=== TASK ===
Copy every line of the material below without any change, and leave out the pictures.

=== ENTRIES SUPPLIED ===
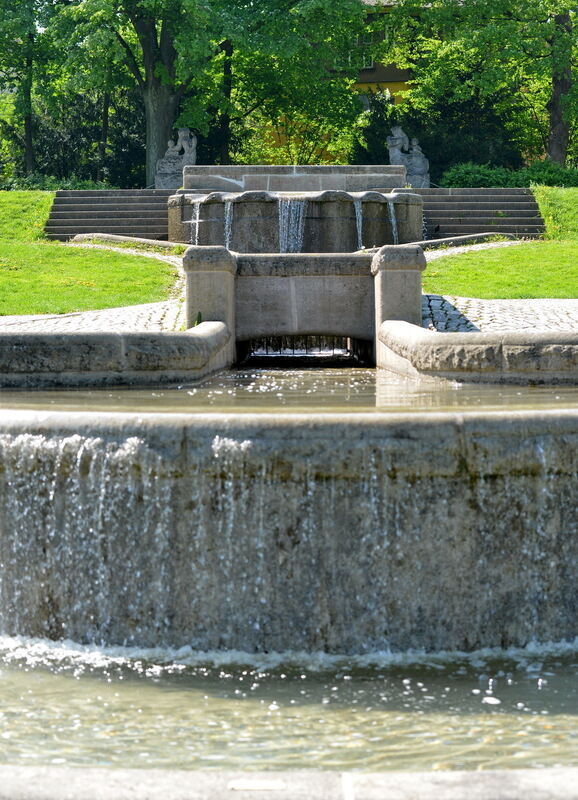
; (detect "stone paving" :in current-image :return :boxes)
[0,241,578,333]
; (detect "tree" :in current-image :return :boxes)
[0,0,52,173]
[386,0,578,164]
[63,0,363,185]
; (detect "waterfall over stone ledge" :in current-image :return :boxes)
[0,412,578,653]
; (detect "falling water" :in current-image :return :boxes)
[191,200,201,245]
[279,197,307,253]
[225,200,233,250]
[387,200,399,244]
[353,197,363,250]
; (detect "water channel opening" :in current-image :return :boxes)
[237,336,373,367]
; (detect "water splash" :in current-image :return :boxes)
[191,200,201,246]
[387,200,399,244]
[353,197,363,250]
[279,197,307,253]
[224,200,233,250]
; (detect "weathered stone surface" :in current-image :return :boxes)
[183,245,425,341]
[377,317,578,383]
[0,410,578,653]
[183,164,405,191]
[169,188,423,248]
[0,322,233,387]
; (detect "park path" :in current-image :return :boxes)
[0,241,578,333]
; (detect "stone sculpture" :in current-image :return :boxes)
[387,125,430,189]
[155,128,197,189]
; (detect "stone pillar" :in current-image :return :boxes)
[183,246,237,363]
[371,245,426,332]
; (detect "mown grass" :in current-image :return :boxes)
[423,241,578,299]
[0,192,54,242]
[423,186,578,299]
[0,192,176,315]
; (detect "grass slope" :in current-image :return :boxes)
[0,192,176,315]
[423,186,578,300]
[423,242,578,300]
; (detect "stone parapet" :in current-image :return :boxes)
[183,164,405,192]
[377,317,578,384]
[183,245,425,342]
[0,321,231,388]
[168,187,423,253]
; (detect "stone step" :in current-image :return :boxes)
[44,223,168,241]
[48,206,167,223]
[431,223,544,239]
[56,189,174,198]
[395,186,534,197]
[44,228,168,241]
[423,197,538,210]
[426,211,544,227]
[53,195,167,210]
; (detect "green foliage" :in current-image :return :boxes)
[381,0,578,166]
[0,191,54,241]
[534,186,578,241]
[354,93,523,184]
[440,161,578,188]
[423,241,578,299]
[0,172,118,192]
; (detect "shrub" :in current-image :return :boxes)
[441,161,578,188]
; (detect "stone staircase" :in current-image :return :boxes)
[401,189,544,239]
[44,189,174,241]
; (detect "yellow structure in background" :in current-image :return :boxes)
[355,0,410,103]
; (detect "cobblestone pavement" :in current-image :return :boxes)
[0,241,578,333]
[422,239,578,333]
[422,294,578,333]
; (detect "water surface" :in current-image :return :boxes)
[0,367,578,414]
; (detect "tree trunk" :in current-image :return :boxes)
[21,33,35,175]
[96,92,110,181]
[143,79,180,187]
[219,42,233,164]
[548,12,572,166]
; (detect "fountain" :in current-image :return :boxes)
[0,167,578,797]
[169,166,423,253]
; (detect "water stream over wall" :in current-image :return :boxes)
[278,197,307,253]
[353,197,363,250]
[387,200,399,244]
[0,400,578,653]
[223,200,233,250]
[191,200,201,245]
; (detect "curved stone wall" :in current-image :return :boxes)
[0,411,578,653]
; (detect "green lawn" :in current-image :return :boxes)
[423,241,578,299]
[0,192,176,315]
[423,186,578,299]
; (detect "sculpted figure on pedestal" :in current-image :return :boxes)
[155,128,197,189]
[386,125,430,189]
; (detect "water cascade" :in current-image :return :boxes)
[191,200,202,245]
[278,197,307,253]
[387,200,399,244]
[224,200,233,250]
[0,412,576,653]
[353,197,363,250]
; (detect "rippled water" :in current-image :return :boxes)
[0,639,578,771]
[0,367,578,413]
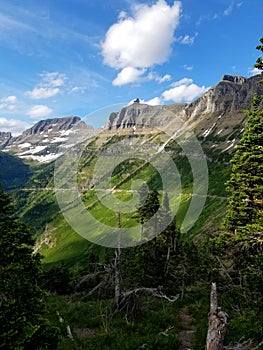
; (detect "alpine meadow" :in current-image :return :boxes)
[0,0,263,350]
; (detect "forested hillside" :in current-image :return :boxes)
[0,38,263,350]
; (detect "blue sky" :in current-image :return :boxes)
[0,0,263,134]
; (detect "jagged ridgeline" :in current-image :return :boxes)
[0,75,263,264]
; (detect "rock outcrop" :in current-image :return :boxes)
[0,116,93,162]
[105,75,263,130]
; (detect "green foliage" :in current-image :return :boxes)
[0,152,32,191]
[254,37,263,75]
[225,97,263,232]
[0,190,58,349]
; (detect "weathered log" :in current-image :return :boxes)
[206,283,228,350]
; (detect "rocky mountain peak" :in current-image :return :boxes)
[0,131,12,149]
[22,116,83,137]
[0,116,92,162]
[221,74,247,85]
[105,75,263,130]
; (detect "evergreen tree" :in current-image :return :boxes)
[254,37,263,75]
[225,96,263,232]
[0,189,58,350]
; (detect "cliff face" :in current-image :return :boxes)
[0,116,92,162]
[0,131,12,149]
[19,117,84,139]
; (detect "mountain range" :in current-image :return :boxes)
[0,75,263,163]
[0,75,263,263]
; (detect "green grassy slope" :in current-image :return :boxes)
[8,130,233,265]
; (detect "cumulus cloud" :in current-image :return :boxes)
[26,72,67,100]
[27,105,53,118]
[101,0,181,85]
[248,67,261,75]
[162,78,208,102]
[175,33,198,46]
[142,97,162,106]
[154,74,172,84]
[0,117,32,136]
[0,96,17,111]
[112,67,145,86]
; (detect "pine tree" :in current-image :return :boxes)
[225,96,263,232]
[254,37,263,75]
[0,189,58,349]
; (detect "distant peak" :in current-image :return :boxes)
[221,74,247,85]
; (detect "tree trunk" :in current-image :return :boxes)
[206,283,227,350]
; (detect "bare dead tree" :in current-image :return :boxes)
[206,283,228,350]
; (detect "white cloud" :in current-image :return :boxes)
[141,97,162,106]
[155,74,172,84]
[27,105,53,118]
[162,78,208,102]
[248,67,261,75]
[184,64,193,71]
[0,117,32,136]
[101,0,181,85]
[112,67,145,86]
[25,72,67,100]
[223,2,234,16]
[0,96,17,111]
[69,86,86,94]
[26,87,59,100]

=== EXPECTED OUTPUT ===
; (detect "stone paving" :in current-image :return :boxes)
[0,241,578,333]
; (detect "tree" :in current-image :return :boxes)
[0,0,52,173]
[386,0,578,164]
[63,0,363,185]
; (detect "waterfall over stone ledge" :in current-image :return :boxes)
[0,412,578,653]
; (detect "falling water" :in current-image :return :boxes)
[191,200,201,245]
[279,197,307,253]
[225,200,233,250]
[387,200,399,244]
[353,197,363,250]
; (detect "water channel opening" :in current-image :return :boxes)
[237,336,373,367]
; (detect "water splash" :in current-image :return :boxes)
[191,200,201,246]
[387,200,399,244]
[353,197,363,250]
[279,197,307,253]
[224,200,233,250]
; (detect "weathered stone surface" :in current-image :return :boxes)
[183,245,425,341]
[377,317,578,383]
[0,410,578,653]
[183,164,405,191]
[169,188,423,248]
[0,322,233,387]
; (detect "park path" :in current-image :return :boxes)
[0,241,578,333]
; (detect "stone sculpture" :in current-image :return :boxes)
[387,125,430,189]
[155,128,197,189]
; (detect "stone pillar" :in current-image :return :boxes)
[183,246,237,363]
[371,245,426,332]
; (detect "mown grass" :in current-image :return :boxes)
[423,241,578,299]
[0,192,54,242]
[423,186,578,299]
[0,192,176,315]
; (detect "grass slope" :in current-image :return :boxes)
[0,192,176,315]
[423,186,578,300]
[423,242,578,300]
; (detect "stone parapet" :in current-image :return :boxes)
[183,164,405,192]
[377,317,578,384]
[183,245,425,342]
[0,321,231,388]
[168,187,423,253]
; (detect "stone step" :in current-image :return :boxes)
[44,223,168,241]
[48,206,167,223]
[431,223,544,239]
[56,189,174,198]
[395,186,534,197]
[44,228,168,241]
[423,197,538,210]
[426,211,544,227]
[53,195,167,210]
; (detect "green foliage" :in current-image :return :boxes)
[381,0,578,166]
[0,191,54,241]
[534,186,578,241]
[354,93,523,184]
[440,161,578,188]
[423,241,578,299]
[0,172,118,192]
; (detect "shrub" :in current-image :return :boxes)
[441,161,578,188]
; (detect "stone staircase" :in current-image :return :boxes)
[401,189,544,239]
[44,189,174,241]
; (detect "yellow structure in background" :in current-image :return :boxes)
[355,0,410,103]
; (detect "cobblestone pavement" :in current-image :return :boxes)
[0,241,578,333]
[422,239,578,333]
[422,294,578,333]
; (detect "water surface" :in current-image :return :boxes)
[0,367,578,414]
; (detect "tree trunk" :in current-image :return :boxes)
[21,33,35,175]
[96,92,110,181]
[143,79,180,187]
[219,42,233,164]
[548,12,572,166]
; (detect "fountain" :in current-image :return :boxes)
[0,167,578,797]
[169,166,423,253]
; (detect "water stream over wall" :in current-image :return :boxes)
[278,197,307,253]
[353,197,363,250]
[387,200,399,244]
[0,400,578,653]
[223,200,233,250]
[191,200,201,245]
; (detect "curved stone wall" :in current-image :return :boxes)
[0,411,578,653]
; (detect "green lawn" :in current-image :return :boxes)
[423,241,578,299]
[0,192,176,315]
[423,186,578,299]
; (detect "sculpted figure on pedestal" :in current-image :return :boxes)
[155,128,197,189]
[386,125,430,189]
; (detect "water cascade" :in current-image :return :boxes)
[191,200,202,245]
[278,197,307,253]
[387,200,399,244]
[224,200,233,250]
[0,412,576,653]
[353,197,363,250]
; (detect "rippled water" :in current-image :return :boxes)
[0,639,578,771]
[0,367,578,413]
; (detect "alpine meadow" :in current-image :return :boxes)
[0,0,263,350]
; (detect "forested hillside" :in current-image :return :boxes)
[0,38,263,350]
; (detect "blue sky" :in current-image :return :boxes)
[0,0,263,134]
; (detect "jagged ridgeline" :in current-image :return :boxes)
[0,75,263,264]
; (detect "rock outcrop" :in current-image :return :boxes)
[0,116,93,162]
[105,75,263,130]
; (detect "green foliage" :in current-image :return :boxes)
[0,152,32,191]
[254,37,263,75]
[225,97,263,232]
[0,190,58,349]
; (detect "weathered log" :in current-image :return :boxes)
[206,283,228,350]
; (detect "rocky mountain peak" :in current-image :return :boxes)
[0,131,12,149]
[22,116,83,137]
[0,116,92,162]
[221,74,247,85]
[105,75,263,130]
; (detect "evergreen tree" :in current-image :return :boxes)
[254,37,263,75]
[225,96,263,232]
[0,189,58,350]
; (detect "cliff face" :in current-image :return :boxes)
[0,116,92,162]
[0,131,12,149]
[19,117,84,139]
; (detect "mountain range" :in current-image :return :boxes)
[0,75,263,163]
[0,75,263,263]
; (detect "green grassy slope" :in current-image :return :boxes)
[8,130,233,265]
; (detect "cumulus cloud" :in current-image :return :boxes)
[26,72,67,100]
[27,105,53,118]
[101,0,181,85]
[248,67,261,75]
[162,78,208,102]
[175,33,198,46]
[142,97,162,106]
[154,74,172,84]
[0,117,32,136]
[0,96,17,111]
[112,67,145,86]
; (detect "pine tree" :in current-image :return :boxes)
[225,96,263,232]
[254,37,263,75]
[0,189,58,349]
; (detect "distant peak" :in current-image :return :boxes)
[221,74,247,85]
; (detect "tree trunk" :in current-image :return :boxes)
[206,283,227,350]
; (detect "bare dead tree" :in current-image :return :boxes)
[206,283,228,350]
; (detect "white cloud" :in current-image :return :boxes)
[141,97,162,106]
[155,74,172,84]
[27,105,53,118]
[162,78,208,102]
[248,67,261,75]
[184,64,193,71]
[0,117,32,136]
[101,0,181,85]
[112,67,145,86]
[25,72,67,100]
[223,2,234,16]
[0,96,17,111]
[69,86,86,94]
[26,87,59,100]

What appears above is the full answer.